Two years ago, I wrote an article about a challenge to the federal marketing order for raisins. Then, the Supreme Court held that raisin growers who had a portion of their crop seized for “reserve marketing” could challenge the legality of the regulations the USDA utilized to establish these reserve marketing pools.
Essentially, the raisin marketing order artificially controls the amount of raisins on the market by holding back a percentage of each grower’s production to inflate prices. In 2013, the Supreme Court sent the case back to the lower courts to determine if the raisin growers were subject to an unconstitutional taking of property without just compensation.
The case wound its way back to the Supreme Court, and on June 22, 2015, the court determined that the raisin reserve program is an unconstitutional taking of property in violation of producers’ due process rights. What does the decision mean for the federal milk marketing orders, which are governed by the same federal law – the Agricultural Marketing Agreement Act?

**Problems to work on**.
a: Translate this sentence from the text about the raisin marketing order into Spanish: "Two years ago, I wrote an article about a challenge to the federal marketing order for raisins."
b: Find every line of the records that contains the word "fish", and copy each of those lines in full.
The records below this point are unrelated to the text about the raisin marketing order.

**Data for this exercise**.
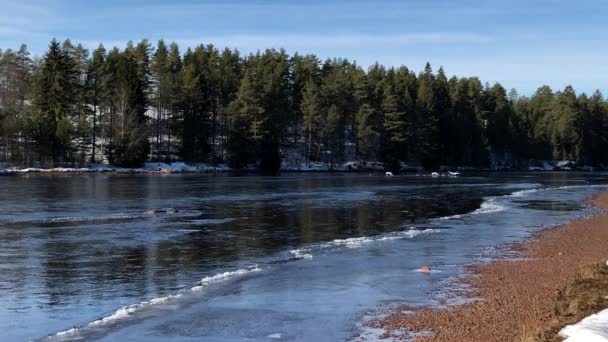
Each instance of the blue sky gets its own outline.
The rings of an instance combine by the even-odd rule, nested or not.
[[[608,1],[0,0],[0,48],[44,53],[51,38],[160,38],[182,48],[268,47],[479,76],[530,94],[548,84],[608,92]]]

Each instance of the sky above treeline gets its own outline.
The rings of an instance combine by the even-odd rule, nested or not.
[[[479,76],[531,94],[548,84],[608,92],[603,0],[0,0],[0,48],[41,56],[56,37],[93,49],[129,40],[200,43],[243,53],[378,61]]]

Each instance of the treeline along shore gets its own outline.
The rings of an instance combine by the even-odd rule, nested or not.
[[[570,86],[520,96],[428,64],[417,73],[164,41],[88,51],[53,40],[40,58],[25,45],[0,50],[0,161],[8,165],[605,167],[605,151],[607,102]]]

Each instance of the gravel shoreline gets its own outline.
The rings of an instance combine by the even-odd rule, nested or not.
[[[608,191],[589,202],[608,209]],[[416,341],[534,341],[555,322],[562,289],[579,271],[608,258],[608,213],[582,218],[540,232],[534,239],[511,245],[516,260],[497,260],[469,268],[465,282],[479,300],[445,310],[422,308],[396,313],[373,325],[386,337],[407,329]],[[412,310],[407,308],[407,310]],[[401,336],[401,337],[400,337]]]

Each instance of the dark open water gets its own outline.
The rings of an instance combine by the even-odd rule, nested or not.
[[[2,341],[373,340],[606,174],[0,177]],[[175,213],[146,215],[150,209]],[[416,272],[422,265],[430,275]]]

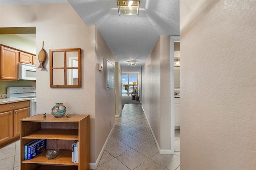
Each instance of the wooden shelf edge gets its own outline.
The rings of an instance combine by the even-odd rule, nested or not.
[[[72,162],[72,150],[60,149],[58,155],[55,158],[48,159],[46,154],[47,149],[34,158],[22,161],[22,163],[51,164],[78,166],[78,163]]]

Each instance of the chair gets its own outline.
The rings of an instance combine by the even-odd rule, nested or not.
[[[136,94],[137,94],[137,87],[134,87],[134,91],[132,91],[131,93],[130,93],[129,95],[130,96],[130,95],[131,97],[132,97],[132,95],[135,95]]]
[[[126,93],[125,95],[126,96],[127,95],[128,96],[130,96],[130,89],[129,89],[129,86],[128,85],[125,85],[124,86],[125,88],[125,90],[126,91]]]

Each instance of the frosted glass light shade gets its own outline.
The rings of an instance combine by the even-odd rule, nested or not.
[[[121,15],[139,15],[139,0],[117,0],[118,14]]]

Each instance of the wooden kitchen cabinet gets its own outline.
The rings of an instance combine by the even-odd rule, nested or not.
[[[18,139],[20,134],[20,120],[30,115],[30,101],[0,105],[0,146]]]
[[[37,115],[21,120],[21,169],[90,169],[90,115],[68,115],[68,117],[44,117]],[[35,139],[46,140],[46,149],[30,160],[24,159],[25,145]],[[72,144],[78,140],[78,163],[72,162]],[[47,149],[56,146],[60,149],[55,158],[48,160]]]
[[[0,80],[18,80],[19,51],[1,46]]]
[[[28,64],[36,65],[36,57],[35,55],[22,52],[20,52],[19,61]]]

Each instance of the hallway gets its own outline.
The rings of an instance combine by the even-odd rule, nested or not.
[[[97,170],[180,170],[180,130],[174,154],[160,154],[140,104],[126,104]],[[20,169],[20,140],[0,148],[0,170]]]
[[[140,104],[126,104],[97,170],[180,170],[180,131],[174,154],[160,154]]]

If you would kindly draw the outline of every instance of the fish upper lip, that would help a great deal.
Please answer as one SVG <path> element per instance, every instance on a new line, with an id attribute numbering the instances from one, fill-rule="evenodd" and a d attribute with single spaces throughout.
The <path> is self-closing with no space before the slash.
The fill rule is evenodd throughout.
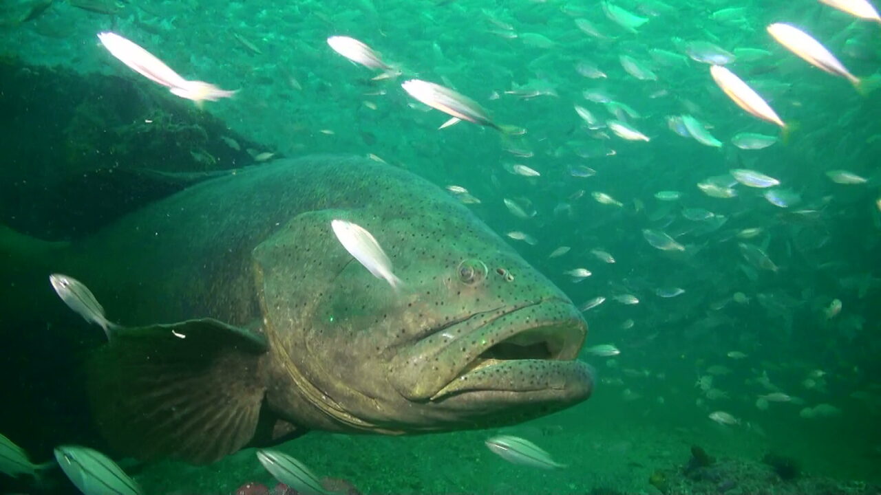
<path id="1" fill-rule="evenodd" d="M 543 305 L 555 305 L 559 313 L 548 313 L 532 319 L 519 320 L 519 312 Z M 554 309 L 553 307 L 548 307 Z M 452 336 L 448 329 L 468 325 L 475 317 L 492 314 L 486 321 L 475 325 L 463 334 Z M 512 318 L 518 318 L 508 321 Z M 587 333 L 586 324 L 572 303 L 563 298 L 548 297 L 507 307 L 476 312 L 435 327 L 431 333 L 414 343 L 408 364 L 416 364 L 419 380 L 411 379 L 411 386 L 399 383 L 399 391 L 411 400 L 437 400 L 448 395 L 460 379 L 484 367 L 503 365 L 510 367 L 528 361 L 559 361 L 559 365 L 575 365 L 575 358 Z M 446 341 L 440 341 L 446 338 Z M 424 347 L 423 347 L 424 346 Z M 416 358 L 414 358 L 414 356 Z M 448 359 L 455 363 L 447 369 L 432 370 L 432 361 Z M 559 368 L 560 366 L 558 366 Z M 563 366 L 565 367 L 565 366 Z M 427 381 L 427 383 L 426 383 Z M 553 388 L 553 387 L 552 387 Z M 506 389 L 493 384 L 492 389 Z M 511 391 L 517 391 L 514 387 Z"/>

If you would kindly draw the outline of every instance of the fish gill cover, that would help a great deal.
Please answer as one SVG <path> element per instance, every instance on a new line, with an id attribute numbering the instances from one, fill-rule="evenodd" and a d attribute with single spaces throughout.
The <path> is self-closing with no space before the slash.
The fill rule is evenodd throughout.
<path id="1" fill-rule="evenodd" d="M 500 429 L 281 447 L 318 476 L 376 493 L 869 492 L 881 457 L 873 12 L 864 0 L 9 0 L 0 221 L 76 241 L 217 171 L 370 157 L 446 188 L 583 309 L 596 392 Z M 131 70 L 99 41 L 108 31 L 180 76 Z M 402 87 L 413 80 L 440 86 L 433 104 Z M 199 110 L 187 99 L 206 86 L 185 83 L 201 81 L 236 92 Z M 0 273 L 16 273 L 11 259 Z M 52 295 L 46 270 L 2 293 Z M 68 275 L 91 286 L 110 274 Z M 95 296 L 114 321 L 134 304 Z M 106 338 L 41 311 L 0 320 L 14 404 L 0 432 L 34 462 L 62 444 L 105 447 L 74 370 Z M 506 462 L 523 454 L 493 455 L 484 442 L 498 434 L 567 467 Z M 714 461 L 690 458 L 692 445 Z M 781 478 L 768 455 L 800 474 Z M 145 493 L 275 486 L 251 449 L 134 472 Z M 6 486 L 36 490 L 0 475 Z"/>

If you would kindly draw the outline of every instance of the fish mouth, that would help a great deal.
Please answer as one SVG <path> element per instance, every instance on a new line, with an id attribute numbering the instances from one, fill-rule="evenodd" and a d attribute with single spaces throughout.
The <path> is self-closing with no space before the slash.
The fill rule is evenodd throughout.
<path id="1" fill-rule="evenodd" d="M 476 313 L 414 345 L 407 365 L 418 379 L 399 374 L 398 391 L 432 403 L 466 395 L 578 402 L 593 388 L 589 367 L 575 360 L 586 334 L 578 310 L 559 298 Z"/>

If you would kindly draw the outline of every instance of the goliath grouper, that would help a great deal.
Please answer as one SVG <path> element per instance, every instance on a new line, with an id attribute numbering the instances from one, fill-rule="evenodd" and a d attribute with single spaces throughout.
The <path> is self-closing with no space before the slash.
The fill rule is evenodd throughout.
<path id="1" fill-rule="evenodd" d="M 334 219 L 375 236 L 400 291 Z M 365 159 L 211 179 L 70 245 L 2 229 L 0 256 L 19 281 L 0 304 L 50 294 L 63 272 L 126 326 L 90 358 L 87 388 L 108 443 L 141 458 L 206 463 L 295 430 L 510 425 L 593 388 L 572 301 L 447 193 Z"/>

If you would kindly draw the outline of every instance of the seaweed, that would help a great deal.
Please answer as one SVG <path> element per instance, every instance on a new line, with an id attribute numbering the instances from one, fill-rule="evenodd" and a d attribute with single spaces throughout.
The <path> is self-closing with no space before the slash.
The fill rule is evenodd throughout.
<path id="1" fill-rule="evenodd" d="M 798 462 L 792 457 L 770 452 L 762 457 L 762 462 L 770 466 L 771 469 L 784 481 L 794 480 L 801 474 Z"/>

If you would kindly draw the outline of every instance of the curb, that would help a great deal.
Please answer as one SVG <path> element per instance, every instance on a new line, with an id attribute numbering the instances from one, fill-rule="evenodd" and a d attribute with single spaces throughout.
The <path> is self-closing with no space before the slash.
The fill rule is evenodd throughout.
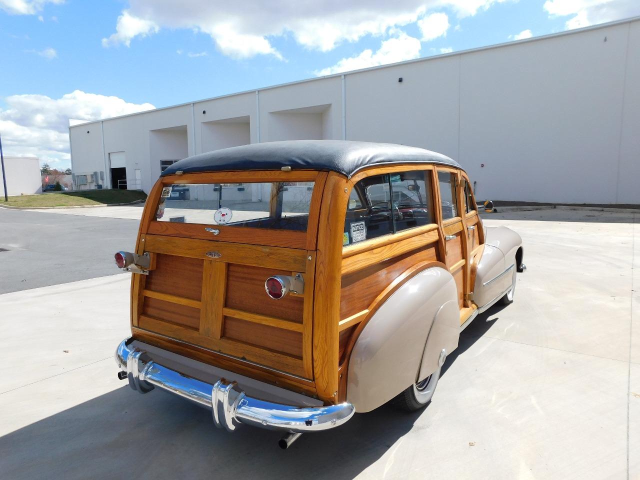
<path id="1" fill-rule="evenodd" d="M 143 204 L 145 200 L 134 200 L 124 204 L 100 204 L 99 205 L 76 205 L 68 207 L 12 207 L 10 205 L 0 205 L 0 208 L 8 210 L 52 210 L 54 209 L 90 209 L 96 207 L 122 207 L 126 205 Z"/>
<path id="2" fill-rule="evenodd" d="M 495 207 L 494 212 L 492 213 L 508 213 L 509 212 L 531 212 L 536 210 L 575 210 L 577 211 L 584 211 L 587 212 L 609 212 L 613 213 L 638 213 L 640 210 L 637 209 L 616 209 L 610 207 L 572 207 L 567 205 L 545 205 L 530 207 L 522 205 L 522 207 Z"/>

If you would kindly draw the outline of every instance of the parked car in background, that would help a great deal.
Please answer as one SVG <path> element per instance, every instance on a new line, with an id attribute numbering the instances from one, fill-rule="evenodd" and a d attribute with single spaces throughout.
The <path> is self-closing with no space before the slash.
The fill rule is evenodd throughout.
<path id="1" fill-rule="evenodd" d="M 61 185 L 61 184 L 60 185 L 60 189 L 58 190 L 58 191 L 67 191 L 68 189 L 68 189 L 64 185 Z M 56 191 L 56 184 L 50 183 L 50 184 L 49 184 L 49 185 L 45 185 L 44 187 L 42 187 L 42 193 L 46 193 L 50 192 L 50 191 Z"/>
<path id="2" fill-rule="evenodd" d="M 219 188 L 229 182 L 242 191 Z M 470 185 L 444 155 L 366 142 L 174 163 L 134 252 L 115 254 L 134 274 L 118 377 L 230 431 L 279 430 L 283 448 L 387 402 L 424 408 L 460 332 L 511 303 L 525 269 L 520 236 L 484 228 Z"/>

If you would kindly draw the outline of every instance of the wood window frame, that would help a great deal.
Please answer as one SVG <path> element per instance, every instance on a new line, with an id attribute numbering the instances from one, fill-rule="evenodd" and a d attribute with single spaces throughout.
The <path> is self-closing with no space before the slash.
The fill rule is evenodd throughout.
<path id="1" fill-rule="evenodd" d="M 221 241 L 246 243 L 247 239 L 252 239 L 252 243 L 271 246 L 285 246 L 306 250 L 315 250 L 317 237 L 318 221 L 320 204 L 322 200 L 327 173 L 314 170 L 293 172 L 281 171 L 247 171 L 247 172 L 214 172 L 171 175 L 160 178 L 156 185 L 161 187 L 175 184 L 189 185 L 193 184 L 214 183 L 278 183 L 284 182 L 314 182 L 314 191 L 309 205 L 309 218 L 306 232 L 297 230 L 259 228 L 236 225 L 216 225 L 206 223 L 172 223 L 158 221 L 154 216 L 160 201 L 159 194 L 152 198 L 150 195 L 147 202 L 153 202 L 153 215 L 147 220 L 145 233 L 154 235 L 196 238 L 203 240 L 220 240 Z M 270 211 L 274 211 L 274 196 L 270 199 Z M 220 234 L 213 237 L 205 231 L 205 227 L 215 227 Z"/>

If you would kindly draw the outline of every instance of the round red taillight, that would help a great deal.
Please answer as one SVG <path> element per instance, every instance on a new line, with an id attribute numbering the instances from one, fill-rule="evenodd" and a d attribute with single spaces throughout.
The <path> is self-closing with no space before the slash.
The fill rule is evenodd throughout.
<path id="1" fill-rule="evenodd" d="M 116 265 L 118 266 L 118 268 L 123 269 L 125 268 L 127 264 L 126 259 L 124 255 L 122 254 L 122 252 L 118 252 L 115 255 L 113 255 L 114 259 L 116 260 Z"/>
<path id="2" fill-rule="evenodd" d="M 287 293 L 287 289 L 279 278 L 270 276 L 264 282 L 264 289 L 267 294 L 275 300 L 279 300 Z"/>

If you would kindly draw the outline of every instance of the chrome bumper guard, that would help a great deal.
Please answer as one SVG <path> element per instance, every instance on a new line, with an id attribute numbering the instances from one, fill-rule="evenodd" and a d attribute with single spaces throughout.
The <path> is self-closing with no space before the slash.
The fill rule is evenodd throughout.
<path id="1" fill-rule="evenodd" d="M 233 431 L 240 422 L 271 430 L 305 433 L 339 426 L 355 408 L 349 403 L 318 407 L 284 405 L 247 396 L 236 381 L 221 378 L 211 385 L 154 362 L 148 352 L 122 340 L 116 349 L 116 362 L 125 369 L 129 385 L 145 394 L 158 387 L 210 408 L 219 428 Z"/>

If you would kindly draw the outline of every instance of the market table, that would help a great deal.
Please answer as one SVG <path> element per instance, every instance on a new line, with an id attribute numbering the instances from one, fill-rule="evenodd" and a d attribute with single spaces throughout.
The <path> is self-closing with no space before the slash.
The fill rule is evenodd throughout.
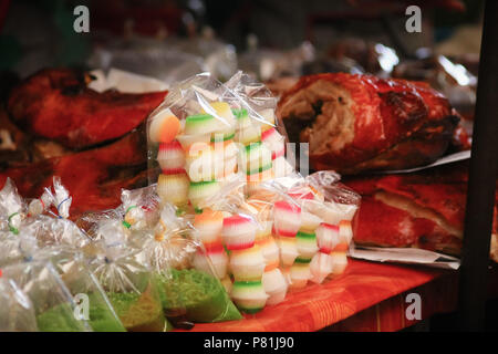
<path id="1" fill-rule="evenodd" d="M 397 331 L 417 320 L 405 315 L 408 293 L 422 299 L 422 320 L 457 305 L 458 272 L 350 260 L 324 284 L 291 291 L 286 301 L 243 320 L 196 324 L 200 332 Z"/>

**Worked solutions**.
a: Hace dos años, escribí un artículo sobre una impugnación a la orden federal de comercialización de las pasas.

b:
If you would kindly draw the outline of every instance of the fish upper lip, that would help a great deal.
If you would kindly draw the outline of every instance of the fish gill cover, that would help a great deal.
If you would kindly draw the outline of every instance of the fish mouth, that would help a great deal.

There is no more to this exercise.